Rewrite the rows from the start of the records through the line that contains "point(176, 486)", replacing "arched church window" with "church window" and keeping everything else unchanged. Leave the pictures out of your answer.

------------------------------------------------

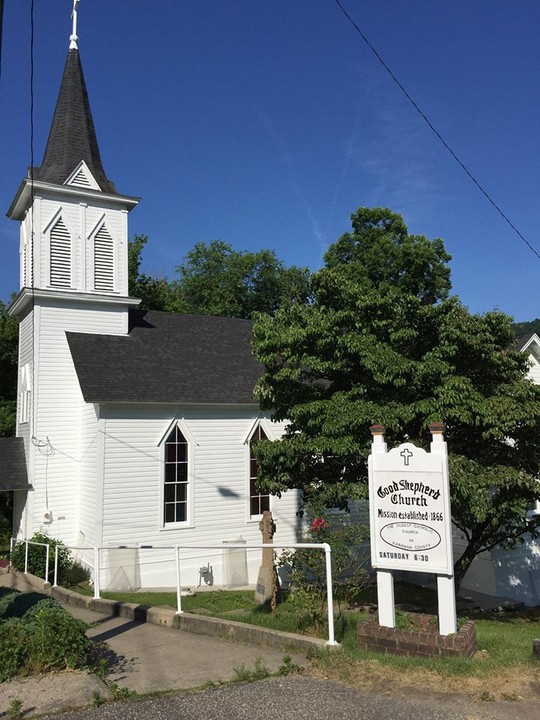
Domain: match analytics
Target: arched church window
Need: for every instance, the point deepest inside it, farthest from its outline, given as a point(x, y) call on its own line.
point(258, 502)
point(176, 486)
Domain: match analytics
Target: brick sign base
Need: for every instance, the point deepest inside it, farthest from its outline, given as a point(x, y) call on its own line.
point(422, 642)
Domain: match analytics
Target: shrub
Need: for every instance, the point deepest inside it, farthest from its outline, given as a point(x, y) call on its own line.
point(76, 575)
point(14, 604)
point(307, 568)
point(39, 635)
point(13, 647)
point(56, 640)
point(37, 555)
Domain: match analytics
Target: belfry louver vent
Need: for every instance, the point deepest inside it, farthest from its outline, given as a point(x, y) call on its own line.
point(81, 180)
point(60, 268)
point(103, 261)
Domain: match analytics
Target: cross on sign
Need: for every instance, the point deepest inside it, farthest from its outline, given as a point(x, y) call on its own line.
point(406, 455)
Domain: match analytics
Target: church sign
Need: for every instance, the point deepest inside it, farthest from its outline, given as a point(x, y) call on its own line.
point(410, 510)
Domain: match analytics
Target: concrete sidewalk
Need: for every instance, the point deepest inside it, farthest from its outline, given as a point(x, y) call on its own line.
point(143, 657)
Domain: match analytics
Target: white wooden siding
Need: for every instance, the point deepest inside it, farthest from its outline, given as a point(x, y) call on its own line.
point(88, 475)
point(58, 417)
point(132, 490)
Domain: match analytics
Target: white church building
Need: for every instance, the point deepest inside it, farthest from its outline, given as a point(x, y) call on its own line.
point(134, 428)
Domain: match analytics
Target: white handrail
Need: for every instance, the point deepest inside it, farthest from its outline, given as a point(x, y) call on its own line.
point(212, 546)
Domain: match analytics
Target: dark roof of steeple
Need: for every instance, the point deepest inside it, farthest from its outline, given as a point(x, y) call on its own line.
point(72, 137)
point(168, 358)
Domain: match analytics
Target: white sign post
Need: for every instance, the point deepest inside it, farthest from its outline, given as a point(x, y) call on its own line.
point(410, 520)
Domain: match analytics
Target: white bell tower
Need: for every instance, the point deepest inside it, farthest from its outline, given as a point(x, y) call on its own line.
point(73, 277)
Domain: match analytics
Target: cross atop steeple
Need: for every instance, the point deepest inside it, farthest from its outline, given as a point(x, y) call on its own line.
point(73, 38)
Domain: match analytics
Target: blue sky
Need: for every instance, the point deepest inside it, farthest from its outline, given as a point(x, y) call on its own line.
point(267, 123)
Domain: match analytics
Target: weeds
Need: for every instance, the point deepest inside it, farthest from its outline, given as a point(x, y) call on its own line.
point(14, 711)
point(244, 674)
point(120, 693)
point(287, 666)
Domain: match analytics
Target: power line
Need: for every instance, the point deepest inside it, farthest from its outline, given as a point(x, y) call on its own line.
point(434, 130)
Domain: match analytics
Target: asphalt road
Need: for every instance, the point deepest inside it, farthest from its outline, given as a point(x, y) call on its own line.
point(301, 698)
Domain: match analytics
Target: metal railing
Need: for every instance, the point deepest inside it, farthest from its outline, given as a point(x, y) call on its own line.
point(97, 553)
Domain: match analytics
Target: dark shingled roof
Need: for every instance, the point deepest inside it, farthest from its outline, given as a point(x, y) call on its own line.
point(13, 475)
point(168, 358)
point(522, 340)
point(72, 137)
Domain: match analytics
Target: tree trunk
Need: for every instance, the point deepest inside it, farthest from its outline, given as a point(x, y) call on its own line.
point(464, 562)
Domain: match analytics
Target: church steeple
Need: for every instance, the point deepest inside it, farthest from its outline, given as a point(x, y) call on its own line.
point(72, 137)
point(74, 230)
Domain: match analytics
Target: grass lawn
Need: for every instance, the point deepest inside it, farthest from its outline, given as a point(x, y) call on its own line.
point(504, 667)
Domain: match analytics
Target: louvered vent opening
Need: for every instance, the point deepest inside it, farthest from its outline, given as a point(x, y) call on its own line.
point(24, 259)
point(81, 180)
point(103, 261)
point(60, 255)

------------------------------------------------

▸ ANSWER IN FULL
Domain: match analytics
Target: church window
Need: for every instance, the point deepest inside it, farthest from its outline, given as a point(x, y) call on its own line.
point(258, 502)
point(176, 486)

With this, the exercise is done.